◆ TASK DETAILS:
Put each nonblank line of the data below into a Markdown table with the columns "Row" and "Line," numbering rows from 1. Leave out the pictures.

(Data from a point labeling set)
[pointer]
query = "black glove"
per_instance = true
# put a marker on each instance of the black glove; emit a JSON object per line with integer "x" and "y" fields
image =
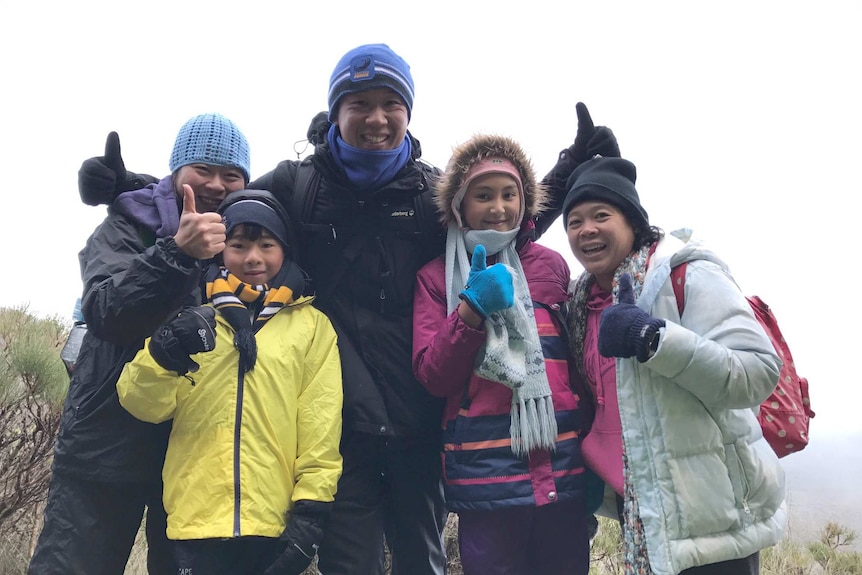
{"x": 102, "y": 178}
{"x": 318, "y": 129}
{"x": 302, "y": 535}
{"x": 191, "y": 331}
{"x": 625, "y": 330}
{"x": 589, "y": 141}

◆ THE REPLY:
| Row | Line |
|---|---|
| 1 | [pointer] |
| 2 | query = "black glove" |
| 3 | per_instance = true |
| 4 | # put a marker on each instance of the black glove; emit a JSON object per line with integer "x" and "y" fields |
| 5 | image = |
| 6 | {"x": 102, "y": 178} |
| 7 | {"x": 318, "y": 129} |
| 8 | {"x": 302, "y": 535} |
| 9 | {"x": 191, "y": 331} |
| 10 | {"x": 625, "y": 330} |
| 11 | {"x": 589, "y": 141} |